>> BEGIN Text segment

2012 Latest Caselaw 39 Del

Citation : 2012 Latest Caselaw 39 Del
Judgement Date : 3 January, 2012

Delhi High Court
Schenker India Pvt Ltd vs Sirpur Paper Mills Ltd. on 3 January, 2012
Author: Rajiv Shakdher
$~15
*    IN THE HIGH COURT OF DELHI AT NEW DELHI
                                   Judgment delivered on: 03.01.2012

+     RFA(OS) 77/2010

      SCHENKER INDIA PVT LTD                                   ..... Appellant

                    versus

      SIRPUR PAPER MILLS LTD                                 ..... Respondent

Advocates who appeared in this case:

For the Appellant : Mr. Sandeep Sethi, Sr. Advocate, Amicus Curiae with Mr. Ashutosh Dubey &Mr. Love K.

Sharma, Advocates For the Respondent : Ms. Saloni Nagoria, Advocate

CORAM:

HON'BLE MR. JUSTICE SANJAY KISHAN KAUL HON'BLE MR. JUSTICE RAJIV SHAKDHER

RAJIV SHAKDHER, J (ORAL)

1. The present appeal is preferred against the judgment dated 02.02.2010 passed by the learned Single Judge whereby the suit has been dismissed. The learned Single Judge by the impugned judgment has dismissed the suit broadly on two grounds : (i). firstly, that the suit is barred by limitation and; (ii). secondly, that the delay in re-filing the suit of nearly 204 days, did not deserve to be condoned, in the facts and circumstances of the case.

>> END Text segment
>> BEGIN Given data

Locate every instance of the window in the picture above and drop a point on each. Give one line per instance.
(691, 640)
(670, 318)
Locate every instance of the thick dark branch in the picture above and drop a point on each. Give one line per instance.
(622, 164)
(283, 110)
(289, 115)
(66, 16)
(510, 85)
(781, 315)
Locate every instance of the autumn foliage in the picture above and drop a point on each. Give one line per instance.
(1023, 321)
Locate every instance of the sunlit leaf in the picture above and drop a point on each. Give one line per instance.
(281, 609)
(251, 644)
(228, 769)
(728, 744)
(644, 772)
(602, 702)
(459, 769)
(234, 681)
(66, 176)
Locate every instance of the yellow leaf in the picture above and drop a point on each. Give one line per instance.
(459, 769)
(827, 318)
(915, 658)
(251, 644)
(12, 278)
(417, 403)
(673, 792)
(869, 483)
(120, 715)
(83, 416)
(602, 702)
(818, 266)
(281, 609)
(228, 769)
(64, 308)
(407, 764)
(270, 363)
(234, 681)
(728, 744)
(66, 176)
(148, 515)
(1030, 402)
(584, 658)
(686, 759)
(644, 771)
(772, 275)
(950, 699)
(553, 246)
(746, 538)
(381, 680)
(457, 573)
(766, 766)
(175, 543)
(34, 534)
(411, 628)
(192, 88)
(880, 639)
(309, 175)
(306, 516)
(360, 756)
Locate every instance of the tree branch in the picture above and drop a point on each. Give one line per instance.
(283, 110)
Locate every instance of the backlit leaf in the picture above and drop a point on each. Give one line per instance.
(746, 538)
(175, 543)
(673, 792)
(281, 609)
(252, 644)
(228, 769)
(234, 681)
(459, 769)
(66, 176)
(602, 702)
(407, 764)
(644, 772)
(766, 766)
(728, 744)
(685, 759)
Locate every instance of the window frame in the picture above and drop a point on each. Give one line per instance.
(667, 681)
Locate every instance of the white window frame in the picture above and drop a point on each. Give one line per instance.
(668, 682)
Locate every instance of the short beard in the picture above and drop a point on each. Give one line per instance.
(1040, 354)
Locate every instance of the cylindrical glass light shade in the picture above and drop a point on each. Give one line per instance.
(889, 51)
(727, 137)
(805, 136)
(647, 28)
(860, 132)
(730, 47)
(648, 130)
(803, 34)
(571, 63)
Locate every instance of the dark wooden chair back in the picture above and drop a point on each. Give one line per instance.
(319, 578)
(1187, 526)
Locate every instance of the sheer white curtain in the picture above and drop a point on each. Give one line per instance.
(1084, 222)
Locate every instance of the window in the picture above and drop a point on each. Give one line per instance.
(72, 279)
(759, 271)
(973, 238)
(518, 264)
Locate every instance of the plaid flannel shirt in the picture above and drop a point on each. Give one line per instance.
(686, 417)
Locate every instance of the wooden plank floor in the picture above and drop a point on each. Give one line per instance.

>> END Given data

◆ **Direction**
Write the next part of the Delhi High Court judgment in the Schenker India appeal, starting right after its first numbered paragraph.

◆ **Exercise response**
2. The broad facts, in the background of which, the present suit was

filed by the appellant, who is the original plaintiff in the suit, are as follows :-

2.1. The appellant in the suit has claimed damages in the sum of Rs.5 Crores and a relief for permanent injunction. The appellant avers that it is carrying on the business of freight transporter, both at the international and domestic level; which inter alia requires it to deal with aspects, such as, air cargo, shipping, chartering, consolidation, forwarding, customs clearing and travel agents, etc. 2.2 It appears that the respondent, who is the original defendant, engaged the services of the appellant for providing logistic services. The respondent alleges that there were delays on the part of the appellant in transporting heavy duty machinery from Germany, for which purpose, the services of the appellant had been sought. There were, it appears, difficulties in the execution of this transaction which resulted in allegations of breach of obligation being hurled by each side against the other.

2.3 The respondent, it appears, filed a suit for injunction against the appellant, as a consequence of which, certain containers holding the machinery which the appellant had to transport were ultimately released. 2.4 It appears that the respondent also filed a criminal complaint with the Additional Chief Metropolitan Magistrate (in short, ACMM). It is not disputed that the complaint was filed on 26.03.2006 (though on the copy of the complaint appended to the appeal, the date adverted to is : 21.08.2006). It is also not in dispute that the matter was investigated, whereupon a preliminary investigation report was filed by the police.

There is no dispute as regards the fact that in the report it was observed that no cognizable offence was made out as against the appellant. 2.5 Upon the investigation report being filed, an opportunity was granted to the respondent to file a protest petition as against the conclusion drawn in the preliminary investigation report filed by the police.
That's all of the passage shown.